### Labeled area outline entries
□ □ □ □ □ □ □

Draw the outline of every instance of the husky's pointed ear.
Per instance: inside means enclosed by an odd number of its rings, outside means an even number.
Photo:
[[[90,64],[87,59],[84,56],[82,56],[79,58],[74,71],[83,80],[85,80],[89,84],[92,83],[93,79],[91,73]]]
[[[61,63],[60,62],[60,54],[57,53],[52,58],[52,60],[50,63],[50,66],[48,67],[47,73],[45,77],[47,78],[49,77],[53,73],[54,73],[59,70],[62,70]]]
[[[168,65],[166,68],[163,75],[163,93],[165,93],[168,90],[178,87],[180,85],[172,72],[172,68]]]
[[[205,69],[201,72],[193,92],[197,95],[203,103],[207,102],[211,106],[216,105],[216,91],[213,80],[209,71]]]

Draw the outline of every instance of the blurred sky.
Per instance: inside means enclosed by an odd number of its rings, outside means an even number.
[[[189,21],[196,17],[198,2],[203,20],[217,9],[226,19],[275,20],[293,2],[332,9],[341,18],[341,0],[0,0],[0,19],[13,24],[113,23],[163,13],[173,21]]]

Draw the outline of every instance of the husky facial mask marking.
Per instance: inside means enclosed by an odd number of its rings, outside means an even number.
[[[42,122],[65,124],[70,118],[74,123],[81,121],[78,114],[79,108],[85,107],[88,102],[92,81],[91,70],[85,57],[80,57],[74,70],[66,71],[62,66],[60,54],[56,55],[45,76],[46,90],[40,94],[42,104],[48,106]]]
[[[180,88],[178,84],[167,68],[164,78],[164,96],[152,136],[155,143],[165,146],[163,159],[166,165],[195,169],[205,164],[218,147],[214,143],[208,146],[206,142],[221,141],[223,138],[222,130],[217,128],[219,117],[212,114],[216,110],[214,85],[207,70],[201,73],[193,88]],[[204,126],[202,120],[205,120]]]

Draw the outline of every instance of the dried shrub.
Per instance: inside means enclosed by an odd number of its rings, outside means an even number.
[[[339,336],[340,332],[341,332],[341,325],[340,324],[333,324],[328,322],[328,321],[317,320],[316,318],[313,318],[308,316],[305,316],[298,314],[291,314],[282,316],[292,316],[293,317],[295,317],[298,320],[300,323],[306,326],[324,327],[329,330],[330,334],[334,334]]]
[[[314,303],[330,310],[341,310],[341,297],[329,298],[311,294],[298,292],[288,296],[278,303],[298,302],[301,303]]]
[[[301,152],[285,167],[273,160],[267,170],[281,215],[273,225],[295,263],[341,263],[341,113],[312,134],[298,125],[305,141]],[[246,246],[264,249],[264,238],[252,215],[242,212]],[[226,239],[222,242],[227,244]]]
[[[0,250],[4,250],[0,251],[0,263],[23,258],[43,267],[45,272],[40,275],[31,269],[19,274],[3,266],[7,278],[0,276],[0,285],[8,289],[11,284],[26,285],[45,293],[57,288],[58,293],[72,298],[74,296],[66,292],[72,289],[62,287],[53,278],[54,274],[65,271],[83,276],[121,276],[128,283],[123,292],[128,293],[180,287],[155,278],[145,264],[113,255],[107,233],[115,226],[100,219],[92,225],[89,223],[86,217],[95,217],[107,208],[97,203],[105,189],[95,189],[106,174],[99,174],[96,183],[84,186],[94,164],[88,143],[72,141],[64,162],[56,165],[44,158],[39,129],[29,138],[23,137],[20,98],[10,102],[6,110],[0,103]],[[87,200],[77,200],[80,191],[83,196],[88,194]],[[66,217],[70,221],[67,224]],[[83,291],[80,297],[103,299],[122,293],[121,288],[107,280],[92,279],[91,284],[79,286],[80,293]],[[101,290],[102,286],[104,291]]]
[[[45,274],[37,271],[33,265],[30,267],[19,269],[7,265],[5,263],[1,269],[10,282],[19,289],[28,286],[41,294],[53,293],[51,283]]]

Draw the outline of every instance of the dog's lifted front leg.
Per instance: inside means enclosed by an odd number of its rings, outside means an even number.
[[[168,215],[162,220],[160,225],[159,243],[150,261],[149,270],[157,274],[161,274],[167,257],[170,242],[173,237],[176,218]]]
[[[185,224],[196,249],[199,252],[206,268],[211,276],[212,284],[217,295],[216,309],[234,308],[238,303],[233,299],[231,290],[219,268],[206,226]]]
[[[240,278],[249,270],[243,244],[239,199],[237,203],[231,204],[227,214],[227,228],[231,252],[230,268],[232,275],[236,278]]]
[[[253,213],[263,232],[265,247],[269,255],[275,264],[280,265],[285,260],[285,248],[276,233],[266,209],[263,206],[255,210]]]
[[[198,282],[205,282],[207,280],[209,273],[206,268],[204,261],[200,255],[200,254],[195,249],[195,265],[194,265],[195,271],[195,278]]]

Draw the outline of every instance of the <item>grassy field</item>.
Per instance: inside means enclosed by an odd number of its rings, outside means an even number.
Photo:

□ □ □ □ □ □ □

### Requirement
Reproduce all of the entries above line for line, without changing a single character.

### Task solution
Draw the outline of every instance of the husky's pointed ear.
Per instance: inside means enclosed by an odd number of its rings, outside means an even number.
Photo:
[[[90,64],[87,59],[84,56],[82,56],[79,58],[74,71],[83,80],[85,80],[89,84],[92,83],[93,79],[91,73]]]
[[[61,63],[60,62],[60,54],[57,53],[52,58],[52,60],[50,63],[50,66],[48,67],[47,73],[45,77],[47,78],[49,77],[53,73],[54,73],[59,70],[62,70]]]
[[[168,65],[166,68],[163,75],[163,93],[165,93],[168,90],[178,87],[180,85],[172,72],[172,68]]]
[[[205,69],[201,72],[193,92],[197,95],[203,103],[207,102],[211,106],[216,105],[216,91],[213,80],[209,71]]]

Draw the outline of every instance of the blurred sky.
Per instance: inside means enclosed by an odd number of its rings, outside means an even number.
[[[189,21],[196,17],[198,2],[203,20],[217,9],[226,19],[275,20],[293,2],[332,9],[341,18],[341,0],[0,0],[0,19],[13,24],[113,23],[163,13],[173,21]]]

Draw the outline of every instance of the husky facial mask marking.
Per instance: inside means enclosed by an odd number of its rings, outside means an even number.
[[[42,122],[65,124],[70,118],[74,123],[81,121],[78,114],[79,108],[85,107],[88,102],[92,81],[91,70],[85,57],[80,57],[74,70],[66,71],[62,66],[60,54],[56,55],[45,76],[46,90],[40,94],[42,104],[48,106]]]
[[[180,88],[178,84],[167,68],[164,78],[164,96],[152,136],[155,143],[165,146],[163,159],[166,165],[195,169],[205,164],[218,147],[214,143],[208,146],[206,142],[221,141],[223,138],[222,130],[217,128],[219,117],[212,114],[216,110],[214,85],[207,70],[201,73],[193,88]],[[204,126],[202,120],[205,120]]]

Draw the outline of every instance of the dried shrub.
Per instance: inside means enclosed by an odd number of its rings, outside means an even number.
[[[339,336],[340,332],[341,332],[341,325],[340,324],[333,324],[328,322],[328,321],[317,320],[316,318],[313,318],[308,316],[305,316],[298,314],[291,314],[282,316],[292,316],[293,317],[295,317],[298,320],[300,323],[306,326],[324,327],[329,330],[330,334],[334,334]]]
[[[314,303],[330,310],[341,310],[341,297],[329,298],[311,294],[298,292],[288,296],[278,303],[298,302],[301,303]]]
[[[301,152],[285,167],[273,160],[267,170],[281,215],[273,225],[295,263],[341,263],[341,113],[312,134],[298,125],[305,141]],[[246,246],[264,249],[264,238],[252,215],[242,212]],[[226,239],[222,242],[227,244]]]
[[[0,250],[4,250],[0,251],[0,263],[23,258],[43,267],[45,272],[40,275],[31,269],[19,274],[3,266],[7,278],[0,276],[0,285],[8,289],[11,284],[26,285],[45,293],[57,288],[58,293],[72,298],[74,296],[66,292],[72,289],[62,287],[53,278],[54,274],[65,271],[83,276],[121,276],[128,283],[123,292],[128,293],[180,287],[155,278],[145,264],[113,255],[107,233],[115,226],[100,219],[92,225],[89,223],[86,217],[95,217],[107,208],[97,203],[105,189],[95,189],[106,174],[99,174],[96,183],[84,186],[94,164],[88,143],[72,141],[64,162],[56,165],[44,158],[39,129],[29,138],[23,137],[20,98],[10,102],[6,110],[0,103]],[[87,200],[77,200],[80,191],[83,196],[88,194]],[[66,217],[70,221],[67,224]],[[83,291],[80,297],[103,299],[122,293],[121,288],[107,280],[92,279],[91,284],[79,286],[80,293]],[[101,290],[102,286],[104,291]]]
[[[45,274],[37,271],[33,265],[30,267],[19,269],[7,265],[5,263],[1,269],[10,282],[19,289],[28,286],[41,294],[53,293],[51,283]]]

Draw the outline of every instance of the dog's lifted front leg.
Per instance: inside means enclosed by an odd number of its rings, outside means an even number.
[[[168,215],[162,220],[160,225],[159,243],[150,261],[149,270],[157,274],[161,274],[167,257],[170,242],[173,237],[176,218]]]
[[[185,224],[196,249],[199,252],[206,268],[211,276],[212,284],[217,295],[216,309],[234,308],[238,303],[233,299],[231,290],[219,268],[206,226]]]
[[[240,278],[249,270],[243,244],[239,199],[237,203],[231,204],[227,214],[227,228],[231,252],[230,268],[232,275],[236,278]]]
[[[253,213],[263,232],[265,247],[269,255],[275,264],[280,265],[285,260],[285,248],[276,233],[266,209],[263,206],[255,210]]]
[[[198,282],[205,282],[207,280],[209,273],[206,268],[204,261],[200,255],[200,254],[195,249],[195,265],[194,265],[195,271],[195,278]]]

Draw the outline of every instance of the <item>grassy field</item>.
Per instance: inside means enclosed by an odd number of its rings, outside means an even number.
Photo:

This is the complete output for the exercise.